== SET EXERCISE ==
Retype the rows below, starting with the first one and ending with the line that contains "POLYGON ((866 465, 893", including both of those lines.

Labeled shape rows
□ □ □ □ □ □ □

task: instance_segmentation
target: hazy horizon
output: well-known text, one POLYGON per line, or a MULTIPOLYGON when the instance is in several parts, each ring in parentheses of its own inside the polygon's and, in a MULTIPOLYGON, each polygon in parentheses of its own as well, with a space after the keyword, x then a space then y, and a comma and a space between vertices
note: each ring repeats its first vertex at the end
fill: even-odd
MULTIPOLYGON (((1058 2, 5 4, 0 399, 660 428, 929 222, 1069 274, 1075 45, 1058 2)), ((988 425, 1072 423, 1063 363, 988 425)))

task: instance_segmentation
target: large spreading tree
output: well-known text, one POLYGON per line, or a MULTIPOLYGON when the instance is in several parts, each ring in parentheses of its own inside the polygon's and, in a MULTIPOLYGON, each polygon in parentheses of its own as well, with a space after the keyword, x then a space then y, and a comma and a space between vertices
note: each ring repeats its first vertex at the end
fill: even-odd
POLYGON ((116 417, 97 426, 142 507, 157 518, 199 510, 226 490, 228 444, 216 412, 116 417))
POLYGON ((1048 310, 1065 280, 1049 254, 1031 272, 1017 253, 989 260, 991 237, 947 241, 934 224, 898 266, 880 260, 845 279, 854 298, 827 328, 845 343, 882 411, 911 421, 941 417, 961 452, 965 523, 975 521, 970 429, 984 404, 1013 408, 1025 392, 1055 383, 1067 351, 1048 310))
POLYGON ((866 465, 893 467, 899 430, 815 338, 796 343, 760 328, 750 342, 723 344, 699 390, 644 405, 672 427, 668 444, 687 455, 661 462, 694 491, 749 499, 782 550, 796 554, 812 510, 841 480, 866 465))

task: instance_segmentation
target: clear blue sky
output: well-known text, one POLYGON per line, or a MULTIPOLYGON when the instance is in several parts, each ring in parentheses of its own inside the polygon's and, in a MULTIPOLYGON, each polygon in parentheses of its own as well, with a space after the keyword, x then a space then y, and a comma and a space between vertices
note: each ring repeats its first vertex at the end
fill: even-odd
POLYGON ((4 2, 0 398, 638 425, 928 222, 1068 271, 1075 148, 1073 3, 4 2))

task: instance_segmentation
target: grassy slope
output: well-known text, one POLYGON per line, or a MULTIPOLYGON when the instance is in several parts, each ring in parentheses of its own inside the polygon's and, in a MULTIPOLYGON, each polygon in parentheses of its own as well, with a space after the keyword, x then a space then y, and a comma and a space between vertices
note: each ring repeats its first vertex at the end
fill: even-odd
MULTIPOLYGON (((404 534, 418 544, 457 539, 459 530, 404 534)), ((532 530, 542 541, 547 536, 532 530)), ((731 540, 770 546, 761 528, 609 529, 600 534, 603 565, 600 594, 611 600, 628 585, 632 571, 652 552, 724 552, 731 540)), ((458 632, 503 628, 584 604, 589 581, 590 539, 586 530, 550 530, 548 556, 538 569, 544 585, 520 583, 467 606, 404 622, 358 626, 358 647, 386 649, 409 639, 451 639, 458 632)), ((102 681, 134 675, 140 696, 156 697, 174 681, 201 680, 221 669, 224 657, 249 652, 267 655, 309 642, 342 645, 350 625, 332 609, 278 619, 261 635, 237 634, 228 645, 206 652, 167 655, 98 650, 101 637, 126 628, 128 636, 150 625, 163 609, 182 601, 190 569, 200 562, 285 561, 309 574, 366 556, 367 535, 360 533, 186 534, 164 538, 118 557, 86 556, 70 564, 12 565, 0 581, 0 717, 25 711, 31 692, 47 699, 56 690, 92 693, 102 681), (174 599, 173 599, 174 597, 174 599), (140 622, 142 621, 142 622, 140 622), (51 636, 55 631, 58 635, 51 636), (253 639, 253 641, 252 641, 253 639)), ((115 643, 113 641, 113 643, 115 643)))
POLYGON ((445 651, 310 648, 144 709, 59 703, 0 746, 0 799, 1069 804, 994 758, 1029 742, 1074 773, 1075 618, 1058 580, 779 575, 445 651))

□ □ □ □ □ □ □

== WORKED SOLUTION ==
task: instance_segmentation
target: hazy horizon
output: well-known text, one POLYGON per line, or a MULTIPOLYGON when the instance is in several parts, each ring in parentheses of its own inside the polygon's and, in a MULTIPOLYGON, each polygon in parentheses of its own as well, with a space after the keyword, x then a space then y, and a comma and a space between vertices
note: each ring repeats its first vertex at the end
fill: even-odd
MULTIPOLYGON (((1058 2, 5 4, 0 399, 660 428, 929 222, 1069 274, 1075 45, 1058 2)), ((988 425, 1072 423, 1063 363, 988 425)))

task: instance_segmentation
target: large spreading tree
output: well-known text, one POLYGON per line, or a MULTIPOLYGON when the instance is in several parts, each ring in parentheses of its own inside the polygon's and, in a MULTIPOLYGON, each polygon in parentheses of its own as well, with a space after the keyword, x then a space then y, and a comma and a space between vertices
note: each ring repeats its first vertex at the end
fill: even-odd
POLYGON ((116 417, 97 426, 142 507, 157 518, 199 510, 226 490, 228 444, 216 412, 116 417))
POLYGON ((1048 310, 1065 280, 1049 254, 1031 272, 1017 253, 989 260, 991 237, 947 241, 934 224, 898 266, 880 260, 845 279, 854 298, 827 328, 845 343, 882 411, 911 421, 941 417, 961 452, 965 523, 975 521, 970 429, 984 404, 1013 408, 1025 392, 1055 383, 1067 351, 1048 310))
POLYGON ((866 465, 893 467, 899 430, 815 338, 796 343, 760 328, 750 342, 723 344, 699 390, 644 405, 672 427, 668 444, 687 455, 661 462, 694 491, 749 499, 782 550, 796 554, 812 510, 841 480, 866 465))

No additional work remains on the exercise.